Text segment:

## BEGIN

It seems to us that the development of amps and cabinets have broadly followed the developing design concepts and ideas of computers. And this Roland Micro Cube GX Review will provide an idea of how things have developed.

In the 60s, 70s, and the start of the 80s, IBM ruled the roost. Thought they were untouchable. Their computers were getting bigger and bigger until their 3080 series released in 1982, which often needed a water plant to cool it.

Others were making their computers smaller. IBM paid lip service to it. In 1987, just four years later, the 3080 series were finished as people went smaller. IBM paid the price for thinking ‘big is beautiful’. It wasn’t. Not humble enough to admit they made a mistake. Where are they now?

Amps and cabinets…

They got bigger and bigger. Some bands even took to the stage with dozens of Marshall 4 by 12s. Most of them were empty of speakers. Just for a ‘rock star’ look. Sad really.

Others were making their amps smaller and packed with sounds and effects. So small you could walk down the road with it in your hand. Some still thought big was beautiful. We can agree there are occasions when you need the power larger cabinets can provide. Not empty ones just for the look, though.

An alternative arrives…

But now amps like the little Roland Micro Cube GX pack in enough sounds for quite a few scenarios. They have become the laptop of the music world. Everything is packed into something you can carry down the road to the coffee shop.

The laptop puts computing in our briefcases. Amps like the Roland Micro Cube GX put some great sounds at our fingertips wherever we need them.

But before we take a look at this tiny amp, we should remind ourselves of who Roland is…

The Roland Corporation

There won’t be many that don’t know the name. Great and influential keyboards over 30 years. One of the best amps ever made in the Roland JC-120, and let’s not forget the TR808 and 909 drum machines. They influenced a whole new genre of new music.

And of course, one of their subsidiaries is Boss. Sound effects that have rocked the world and still do, as well as endless mixers and portable multi-track recorders. We could go on, but you get the picture.

## END

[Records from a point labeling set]
## BEGIN

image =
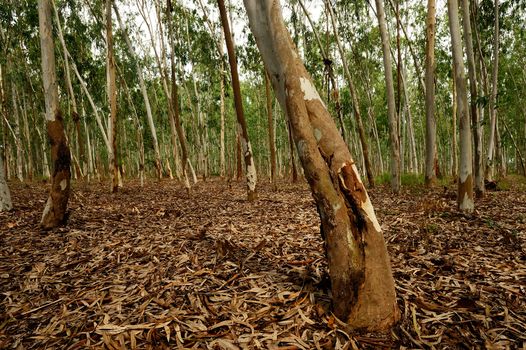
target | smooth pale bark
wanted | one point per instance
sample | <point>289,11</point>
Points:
<point>27,136</point>
<point>250,167</point>
<point>394,140</point>
<point>415,58</point>
<point>5,195</point>
<point>465,181</point>
<point>490,166</point>
<point>475,120</point>
<point>454,143</point>
<point>185,161</point>
<point>18,140</point>
<point>144,91</point>
<point>293,170</point>
<point>413,164</point>
<point>271,139</point>
<point>163,70</point>
<point>112,98</point>
<point>430,173</point>
<point>55,210</point>
<point>74,107</point>
<point>355,102</point>
<point>362,283</point>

## END

Parts of the exercise:
**A)** How would you sum up the Roland Micro Cube GX review in two sentences?
**B)** Would you carry on the Roland Micro Cube GX review from its final sentence?

Exercise results:
**A)** The review compares the development of amps and cabinets to that of computers: IBM kept making bigger machines until its 3080 series was finished as people went smaller, and amps likewise grew bigger until others made small ones packed with sounds and effects. Small amps like the Roland Micro Cube GX are called the laptop of the music world, and Roland is introduced as the maker of influential keyboards, the JC-120 amp, the TR808 and 909 drum machines, and the owner of the subsidiary Boss.

**B)**
One of the big players in the development of MIDI, today the Roland story just thunders on. They are one of the great contributors to music on the planet. Founded in 1972 in Osaka, Japan, they have grown to be one of the most influential manufacturers of musical equipment in the world.

The Cube range has sold well over two million combos since 1978. They are still going strong and are highly thought of. So, let’s take a look at one of the more recent models.

Roland Micro Cube GX
Our rating:4.8 out of 5 stars (4.8 / 5)

Roland Micro Cube GX – Overview

The Micro Cube from Roland is one of the best selling amps over the last ten years. That must make it one of the most popular of all the battery-powered amps. This version, the Cube GX, keeps the compact size and the big sound of its older cousins. But it adds in a few additions and some improvements.

Best in Show award…

In 2013 it was given an award as the best amp in its category at NAMM. Bringing a new functionality to the most popular small amp clinched that particular accolade.

It is still lightweight, but it is still capable of delivering a decent punch. It now has some new amp models and awesome, typically excellent Roland effects. And it has a few other surprises along the way.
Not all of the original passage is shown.